Importing Data Using read.csv in R

R provides a variety of functions for importing data files. The most common functions which we will use are read.csv()read.delim(), and read.table(). These functions are loaded in R by default as a part of the utils package when you start R.


read.csv() is used to import csv (comma separated values) files. R imports the data into a data frame.

Let's understand how to use this function using an actual data file.



Step 1: Download the file called top-100-stocks.csv on your computer. This file contains fundamental variables for top 100 stocks in the US (Data as of January 9, 2017)

Step 2: Store this file in a location of your choice. For this example, I have stored my downloaded copy of the file in the path "C:\r-programming\data\importing data".

Step 3: Set this as working directory in R using the setwd() function. You can check if the working directory is set correctly using the getwd() function.

> setwd("C:/r-programming/data/importing data")
> getwd()
[1] "C:/r-programming/data/importing data"

Step 4: Check that the CSV file exists in the working directory using the dir() function. The dir() function will list all the files stored in the working directory.

> dir()
[1] "top-100-stocks.csv"

_EXERCISE DETAILS_
Reproduce the entire passage on importing data with read.csv in R, word for word. The entries after this passage are separate material and have no connection to it.

_INFORMATION SHOWN_
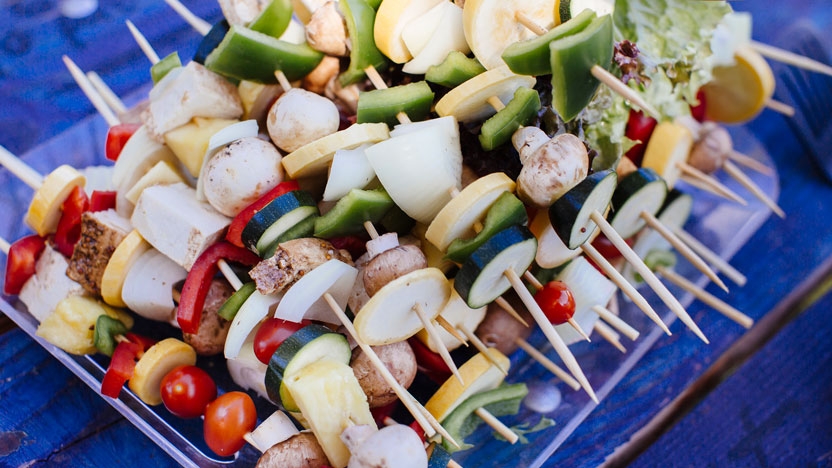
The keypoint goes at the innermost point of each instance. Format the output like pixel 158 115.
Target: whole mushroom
pixel 299 117
pixel 240 174
pixel 549 169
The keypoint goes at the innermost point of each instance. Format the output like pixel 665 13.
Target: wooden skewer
pixel 616 277
pixel 547 363
pixel 616 322
pixel 780 107
pixel 732 170
pixel 732 273
pixel 538 285
pixel 554 339
pixel 500 301
pixel 449 327
pixel 708 298
pixel 433 334
pixel 750 163
pixel 89 90
pixel 144 45
pixel 202 26
pixel 649 277
pixel 709 183
pixel 682 248
pixel 497 425
pixel 475 340
pixel 791 58
pixel 112 100
pixel 608 334
pixel 422 416
pixel 20 169
pixel 282 80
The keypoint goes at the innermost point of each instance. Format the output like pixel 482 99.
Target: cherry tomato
pixel 227 420
pixel 187 390
pixel 556 301
pixel 271 334
pixel 639 127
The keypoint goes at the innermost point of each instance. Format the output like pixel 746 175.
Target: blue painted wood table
pixel 759 398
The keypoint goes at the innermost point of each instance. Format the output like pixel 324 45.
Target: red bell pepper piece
pixel 69 226
pixel 117 137
pixel 20 262
pixel 429 362
pixel 198 281
pixel 235 230
pixel 121 368
pixel 102 200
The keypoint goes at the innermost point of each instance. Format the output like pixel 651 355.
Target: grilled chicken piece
pixel 193 92
pixel 49 285
pixel 101 233
pixel 292 260
pixel 212 328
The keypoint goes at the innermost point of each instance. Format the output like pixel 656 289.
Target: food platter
pixel 723 226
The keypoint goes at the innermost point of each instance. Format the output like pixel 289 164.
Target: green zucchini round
pixel 481 279
pixel 309 344
pixel 280 215
pixel 642 190
pixel 569 214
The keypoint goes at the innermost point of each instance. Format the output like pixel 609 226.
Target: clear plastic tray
pixel 723 226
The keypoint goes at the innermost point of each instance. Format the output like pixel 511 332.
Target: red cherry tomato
pixel 556 301
pixel 227 420
pixel 187 390
pixel 271 334
pixel 639 127
pixel 117 137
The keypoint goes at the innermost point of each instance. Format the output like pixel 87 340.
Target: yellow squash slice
pixel 468 102
pixel 456 220
pixel 155 364
pixel 314 158
pixel 45 209
pixel 479 375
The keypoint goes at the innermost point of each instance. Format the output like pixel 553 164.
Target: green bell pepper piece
pixel 456 69
pixel 164 66
pixel 532 57
pixel 520 111
pixel 232 305
pixel 250 55
pixel 573 58
pixel 506 211
pixel 360 17
pixel 382 105
pixel 462 421
pixel 350 213
pixel 274 19
pixel 104 335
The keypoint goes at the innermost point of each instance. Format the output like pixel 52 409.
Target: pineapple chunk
pixel 190 141
pixel 72 325
pixel 331 400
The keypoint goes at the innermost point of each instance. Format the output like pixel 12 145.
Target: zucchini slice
pixel 570 213
pixel 501 401
pixel 642 190
pixel 481 278
pixel 304 300
pixel 389 317
pixel 280 215
pixel 310 344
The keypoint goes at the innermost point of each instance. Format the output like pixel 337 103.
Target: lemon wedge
pixel 739 92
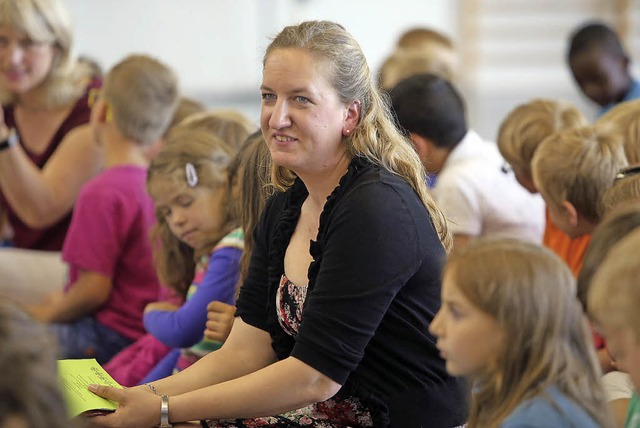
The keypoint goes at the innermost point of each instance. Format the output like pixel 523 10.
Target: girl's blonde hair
pixel 210 157
pixel 48 21
pixel 230 125
pixel 531 294
pixel 625 190
pixel 526 126
pixel 625 118
pixel 376 136
pixel 578 165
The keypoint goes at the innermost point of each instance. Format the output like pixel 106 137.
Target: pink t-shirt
pixel 109 234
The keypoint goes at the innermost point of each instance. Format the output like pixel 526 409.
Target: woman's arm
pixel 42 197
pixel 87 294
pixel 185 326
pixel 241 380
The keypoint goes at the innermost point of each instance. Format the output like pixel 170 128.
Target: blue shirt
pixel 552 409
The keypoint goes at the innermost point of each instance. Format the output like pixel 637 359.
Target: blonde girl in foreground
pixel 511 324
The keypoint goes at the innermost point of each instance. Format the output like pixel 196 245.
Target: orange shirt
pixel 570 250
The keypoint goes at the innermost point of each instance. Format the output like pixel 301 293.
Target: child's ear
pixel 571 213
pixel 101 112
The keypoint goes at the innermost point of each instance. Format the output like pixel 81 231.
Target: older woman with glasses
pixel 46 150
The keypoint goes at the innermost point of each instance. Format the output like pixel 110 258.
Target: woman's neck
pixel 32 101
pixel 322 184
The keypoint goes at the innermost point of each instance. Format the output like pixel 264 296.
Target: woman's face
pixel 468 339
pixel 24 63
pixel 302 117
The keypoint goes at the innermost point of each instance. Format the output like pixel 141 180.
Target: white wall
pixel 216 46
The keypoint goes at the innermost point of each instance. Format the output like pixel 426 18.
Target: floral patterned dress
pixel 335 412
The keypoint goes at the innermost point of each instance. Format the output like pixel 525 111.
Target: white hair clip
pixel 192 175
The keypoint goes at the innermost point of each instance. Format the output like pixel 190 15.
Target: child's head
pixel 431 108
pixel 599 63
pixel 625 118
pixel 29 388
pixel 615 226
pixel 525 127
pixel 624 191
pixel 572 169
pixel 614 299
pixel 140 95
pixel 188 181
pixel 510 321
pixel 419 51
pixel 230 125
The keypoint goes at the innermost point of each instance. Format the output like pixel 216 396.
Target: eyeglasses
pixel 627 172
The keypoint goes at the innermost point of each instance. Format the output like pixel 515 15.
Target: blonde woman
pixel 344 277
pixel 46 149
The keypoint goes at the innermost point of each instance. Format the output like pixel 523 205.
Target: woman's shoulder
pixel 549 409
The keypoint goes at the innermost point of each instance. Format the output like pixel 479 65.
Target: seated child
pixel 519 136
pixel 131 365
pixel 511 325
pixel 572 169
pixel 108 250
pixel 625 117
pixel 600 66
pixel 624 191
pixel 201 242
pixel 615 226
pixel 471 189
pixel 252 195
pixel 420 50
pixel 613 302
pixel 29 389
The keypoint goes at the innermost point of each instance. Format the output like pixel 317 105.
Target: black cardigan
pixel 374 287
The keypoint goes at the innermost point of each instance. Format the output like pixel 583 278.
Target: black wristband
pixel 11 140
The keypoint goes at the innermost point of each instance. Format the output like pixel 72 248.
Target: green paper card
pixel 74 377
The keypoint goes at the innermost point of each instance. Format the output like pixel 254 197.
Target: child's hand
pixel 220 318
pixel 160 306
pixel 45 310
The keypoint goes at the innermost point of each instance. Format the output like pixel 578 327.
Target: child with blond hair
pixel 613 301
pixel 572 169
pixel 519 136
pixel 625 118
pixel 624 191
pixel 615 226
pixel 535 365
pixel 112 277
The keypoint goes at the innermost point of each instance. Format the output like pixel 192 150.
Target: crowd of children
pixel 530 320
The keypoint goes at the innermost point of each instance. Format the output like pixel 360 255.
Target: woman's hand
pixel 138 408
pixel 220 317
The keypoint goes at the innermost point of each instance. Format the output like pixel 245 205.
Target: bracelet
pixel 153 389
pixel 11 140
pixel 164 413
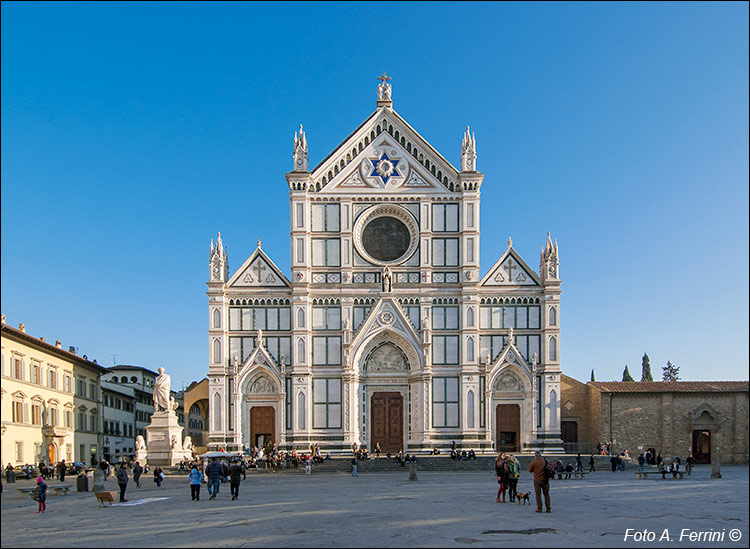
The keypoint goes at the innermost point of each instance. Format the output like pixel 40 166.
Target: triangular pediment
pixel 258 271
pixel 385 315
pixel 511 270
pixel 385 153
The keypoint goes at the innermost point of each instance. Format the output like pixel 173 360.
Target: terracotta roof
pixel 671 386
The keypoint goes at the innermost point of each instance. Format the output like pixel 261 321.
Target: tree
pixel 670 372
pixel 646 369
pixel 626 375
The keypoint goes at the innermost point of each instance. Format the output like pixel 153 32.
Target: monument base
pixel 164 440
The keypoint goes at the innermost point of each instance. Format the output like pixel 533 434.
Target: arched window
pixel 217 351
pixel 301 411
pixel 301 350
pixel 216 412
pixel 552 408
pixel 470 408
pixel 553 348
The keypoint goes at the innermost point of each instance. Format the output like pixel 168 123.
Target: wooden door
pixel 508 431
pixel 262 424
pixel 702 446
pixel 387 422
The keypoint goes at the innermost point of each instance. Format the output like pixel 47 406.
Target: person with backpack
pixel 41 494
pixel 543 471
pixel 514 471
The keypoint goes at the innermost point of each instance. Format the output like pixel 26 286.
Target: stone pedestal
pixel 164 440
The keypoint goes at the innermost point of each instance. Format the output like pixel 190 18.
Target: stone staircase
pixel 436 463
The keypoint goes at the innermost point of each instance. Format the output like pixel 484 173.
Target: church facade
pixel 385 331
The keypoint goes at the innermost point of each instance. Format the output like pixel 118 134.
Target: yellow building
pixel 50 401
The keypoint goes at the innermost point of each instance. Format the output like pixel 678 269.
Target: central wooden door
pixel 262 423
pixel 508 429
pixel 387 422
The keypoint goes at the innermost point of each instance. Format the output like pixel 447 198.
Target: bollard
pixel 98 480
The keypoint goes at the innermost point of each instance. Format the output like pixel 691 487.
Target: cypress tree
pixel 626 375
pixel 646 369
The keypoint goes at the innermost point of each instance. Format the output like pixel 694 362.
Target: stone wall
pixel 665 421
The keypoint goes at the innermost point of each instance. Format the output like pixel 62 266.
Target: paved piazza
pixel 386 510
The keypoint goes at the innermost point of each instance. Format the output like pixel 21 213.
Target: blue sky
pixel 132 132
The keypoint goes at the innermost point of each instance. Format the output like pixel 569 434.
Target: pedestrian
pixel 514 471
pixel 195 477
pixel 122 480
pixel 538 466
pixel 41 491
pixel 234 479
pixel 213 472
pixel 158 475
pixel 501 468
pixel 689 462
pixel 137 472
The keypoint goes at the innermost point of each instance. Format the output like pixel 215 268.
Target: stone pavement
pixel 440 509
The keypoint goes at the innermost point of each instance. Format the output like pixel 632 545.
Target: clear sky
pixel 133 132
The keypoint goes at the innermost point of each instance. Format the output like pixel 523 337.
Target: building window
pixel 326 252
pixel 301 411
pixel 507 316
pixel 17 411
pixel 445 317
pixel 36 413
pixel 327 403
pixel 445 218
pixel 444 349
pixel 36 374
pixel 18 368
pixel 553 348
pixel 470 409
pixel 325 218
pixel 326 318
pixel 445 252
pixel 482 401
pixel 288 401
pixel 259 318
pixel 326 350
pixel 445 402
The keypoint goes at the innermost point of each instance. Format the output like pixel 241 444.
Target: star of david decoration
pixel 384 168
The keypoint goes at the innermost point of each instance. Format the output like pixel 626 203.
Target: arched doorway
pixel 262 426
pixel 387 416
pixel 508 427
pixel 702 446
pixel 52 453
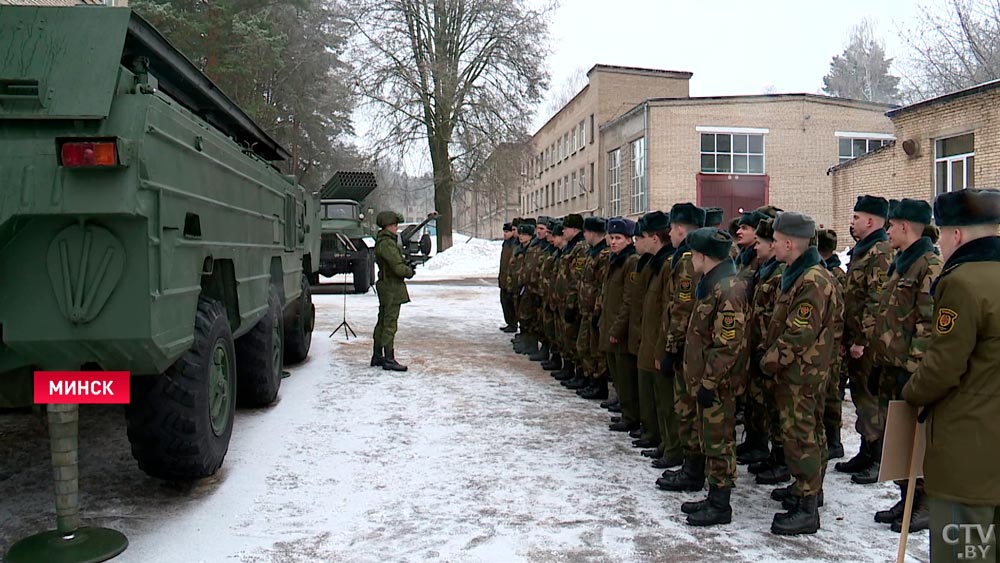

_ANSWER SPACE_
Importing Data Using read.csv in R

R provides a variety of functions for importing data files. The most common functions which we will use are read.csv()read.delim(), and read.table(). These functions are loaded in R by default as a part of the utils package when you start R.


read.csv() is used to import csv (comma separated values) files. R imports the data into a data frame.

Let's understand how to use this function using an actual data file.



Step 1: Download the file called top-100-stocks.csv on your computer. This file contains fundamental variables for top 100 stocks in the US (Data as of January 9, 2017)

Step 2: Store this file in a location of your choice. For this example, I have stored my downloaded copy of the file in the path "C:\r-programming\data\importing data".

Step 3: Set this as working directory in R using the setwd() function. You can check if the working directory is set correctly using the getwd() function.

> setwd("C:/r-programming/data/importing data")
> getwd()
[1] "C:/r-programming/data/importing data"

Step 4: Check that the CSV file exists in the working directory using the dir() function. The dir() function will list all the files stored in the working directory.

> dir()
[1] "top-100-stocks.csv"